● **Provided entries**

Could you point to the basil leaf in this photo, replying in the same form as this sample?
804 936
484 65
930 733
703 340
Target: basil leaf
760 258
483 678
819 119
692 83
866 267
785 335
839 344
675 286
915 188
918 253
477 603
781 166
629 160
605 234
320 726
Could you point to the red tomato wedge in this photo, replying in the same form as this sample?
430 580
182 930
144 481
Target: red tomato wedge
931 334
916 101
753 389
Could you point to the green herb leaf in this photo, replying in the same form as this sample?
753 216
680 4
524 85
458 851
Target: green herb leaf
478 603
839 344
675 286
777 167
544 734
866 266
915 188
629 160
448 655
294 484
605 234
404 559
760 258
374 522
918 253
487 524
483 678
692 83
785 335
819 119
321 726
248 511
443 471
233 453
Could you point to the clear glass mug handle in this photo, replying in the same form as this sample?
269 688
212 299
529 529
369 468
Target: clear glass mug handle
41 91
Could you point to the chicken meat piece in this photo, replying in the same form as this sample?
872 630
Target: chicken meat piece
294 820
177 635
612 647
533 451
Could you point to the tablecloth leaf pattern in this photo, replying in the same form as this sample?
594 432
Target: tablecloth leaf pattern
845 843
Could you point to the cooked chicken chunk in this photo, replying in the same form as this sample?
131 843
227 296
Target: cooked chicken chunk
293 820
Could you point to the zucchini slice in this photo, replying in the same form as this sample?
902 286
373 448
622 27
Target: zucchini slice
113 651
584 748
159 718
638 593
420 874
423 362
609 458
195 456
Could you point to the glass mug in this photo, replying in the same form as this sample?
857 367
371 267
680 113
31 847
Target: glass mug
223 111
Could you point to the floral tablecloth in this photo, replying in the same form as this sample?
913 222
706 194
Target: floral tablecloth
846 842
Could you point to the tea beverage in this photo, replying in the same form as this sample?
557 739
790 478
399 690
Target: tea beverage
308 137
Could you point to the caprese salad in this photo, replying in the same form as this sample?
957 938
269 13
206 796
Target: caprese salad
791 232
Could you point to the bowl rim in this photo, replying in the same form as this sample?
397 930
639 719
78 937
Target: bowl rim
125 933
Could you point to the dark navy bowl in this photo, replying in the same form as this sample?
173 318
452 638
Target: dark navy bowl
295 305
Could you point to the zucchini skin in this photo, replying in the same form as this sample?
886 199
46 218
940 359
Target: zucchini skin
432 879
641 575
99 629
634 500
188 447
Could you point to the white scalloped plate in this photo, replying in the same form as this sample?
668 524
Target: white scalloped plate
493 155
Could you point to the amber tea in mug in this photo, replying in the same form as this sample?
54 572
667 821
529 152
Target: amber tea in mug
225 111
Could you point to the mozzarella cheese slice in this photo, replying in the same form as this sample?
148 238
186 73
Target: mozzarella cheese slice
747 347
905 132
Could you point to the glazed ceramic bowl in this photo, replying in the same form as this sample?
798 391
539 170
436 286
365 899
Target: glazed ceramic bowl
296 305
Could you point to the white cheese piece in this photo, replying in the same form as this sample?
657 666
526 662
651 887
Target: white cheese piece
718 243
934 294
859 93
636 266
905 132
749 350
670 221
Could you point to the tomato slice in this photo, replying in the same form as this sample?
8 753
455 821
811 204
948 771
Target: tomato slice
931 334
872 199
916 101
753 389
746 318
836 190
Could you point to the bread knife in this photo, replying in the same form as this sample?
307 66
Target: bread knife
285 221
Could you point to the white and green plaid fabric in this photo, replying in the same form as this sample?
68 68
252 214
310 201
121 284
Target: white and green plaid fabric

● **What the task asks**
Could you lay out all of the rows above as a numbered list, leaving out any blank lines?

● **Solution below**
1. Could you point to the basil leaf in this photo, replying in the same form as this sample?
2. 804 936
3. 484 65
4. 930 733
5. 703 340
6. Target: basil leaf
7. 760 258
8. 483 678
9. 819 119
10. 692 83
11. 866 267
12. 785 335
13. 839 344
14. 675 286
15. 915 188
16. 918 253
17. 477 603
18. 781 166
19. 629 160
20. 605 234
21. 320 726
22. Could you point to the red tomato wedge in this photo, replying in the same form as this sample?
23. 430 580
24. 182 930
25. 144 481
26. Target: red tomato wedge
27. 931 334
28. 916 101
29. 753 389
30. Could you point to the green herb leaf in this photo, replying in the same form as this sample?
31. 753 216
32. 680 4
33. 524 85
34. 458 851
35. Target: green herb leaf
36. 478 603
37. 839 344
38. 675 286
39. 777 167
40. 544 734
41. 866 266
42. 915 188
43. 629 160
44. 448 655
45. 294 484
46. 605 234
47. 404 559
48. 760 258
49. 374 522
50. 918 253
51. 487 524
52. 483 678
53. 692 83
54. 785 335
55. 819 119
56. 321 726
57. 248 511
58. 443 471
59. 233 453
60. Could you point to the clear glass mug handle in this photo, replying in the same form as this sample?
61. 269 688
62. 212 299
63. 529 529
64. 369 468
65. Target: clear glass mug handle
66. 41 91
67. Could you point to the chicken meat piece in this photo, replying in the same form as this sample?
68. 872 630
69. Target: chicken meat piece
70. 294 820
71. 177 635
72. 612 647
73. 533 451
74. Could you point to the tablecloth leaf pattern in this photo, replying in the same form as this sample?
75. 594 432
76. Target: tablecloth leaf pattern
77. 845 843
78. Could you point to the cooked chicken chunk in this photo, replying in the same form as this sample?
79. 131 843
80. 227 296
81. Target: cooked chicken chunk
82. 293 820
83. Could you point to the zucchini slice in this photo, replying in the same form as this sample?
84. 902 286
85. 373 448
86. 622 27
87. Target: zucchini slice
88. 113 651
89. 584 748
90. 159 718
91. 638 593
92. 420 874
93. 423 362
94. 609 458
95. 195 456
96. Could you point to the glass mug in this photo, replying in the same form as this sample?
97. 857 367
98. 371 267
99. 680 113
100. 31 847
101. Target: glass mug
102. 223 111
103. Could you point to the floral tablecloth in this photo, replying in the same form as this sample?
104. 913 222
105. 706 194
106. Target: floral tablecloth
107. 846 842
108. Could you point to the tea beverage in this photo, replying in the same form as this sample?
109. 557 739
110. 790 478
111. 399 690
112. Target: tea beverage
113. 308 137
114. Could you point to the caprese salad in this photo, replying in the same form as this sample?
115. 957 938
116. 269 13
117. 206 796
118. Target: caprese salad
119. 791 232
120. Could you point to the bowl rim in this photo, replying in the same form as this sample?
121. 397 930
122. 639 719
123. 78 937
124. Target: bowl rim
125. 125 933
126. Could you point to the dark navy bowl in this photo, replying in the same form as this sample?
127. 173 318
128. 452 638
129. Target: dark navy bowl
130. 295 305
131. Could you point to the zucchini skin in this photo, replying in the same form as this sample?
132. 886 199
133. 46 218
134. 940 359
135. Target: zucchini skin
136. 432 879
137. 641 575
138. 99 629
139. 634 500
140. 188 447
141. Could you point to the white scalloped plate in this photo, replying in the same form as this sample?
142. 668 524
143. Target: white scalloped plate
144. 493 155
145. Could you point to the amber tea in mug in this photo, replying in the same form as this sample?
146. 54 572
147. 667 821
148. 529 152
149. Target: amber tea in mug
150. 225 111
151. Could you point to the mozzarella cheese slice in this photo, replying in the same form as this sample?
152. 148 238
153. 186 73
154. Target: mozzarella cheese slice
155. 747 347
156. 905 132
157. Could you point to the glazed ceramic bowl in this photo, replying in the same form as this sample?
158. 798 391
159. 539 170
160. 436 286
161. 365 899
162. Target: glazed ceramic bowl
163. 296 305
164. Could you point to the white cheese piece in this photo, replying in the same form as this sample?
165. 657 666
166. 526 662
167. 651 887
168. Target: white cheese piece
169. 718 243
170. 934 294
171. 859 93
172. 636 266
173. 905 132
174. 749 350
175. 670 221
176. Could you point to the tomato slice in this photo, replying in the same form as this sample?
177. 8 753
178. 455 821
179. 811 204
180. 948 771
181. Target: tomato slice
182. 931 334
183. 872 199
184. 916 101
185. 753 389
186. 746 318
187. 836 190
188. Could you point to the bread knife in this photo, replying in the same form as this sample?
189. 307 66
190. Target: bread knife
191. 285 221
192. Could you point to the white and green plaid fabric in this photo, replying in the same form as this sample?
193. 68 68
194. 252 214
195. 310 201
196. 121 284
197. Target: white and green plaid fabric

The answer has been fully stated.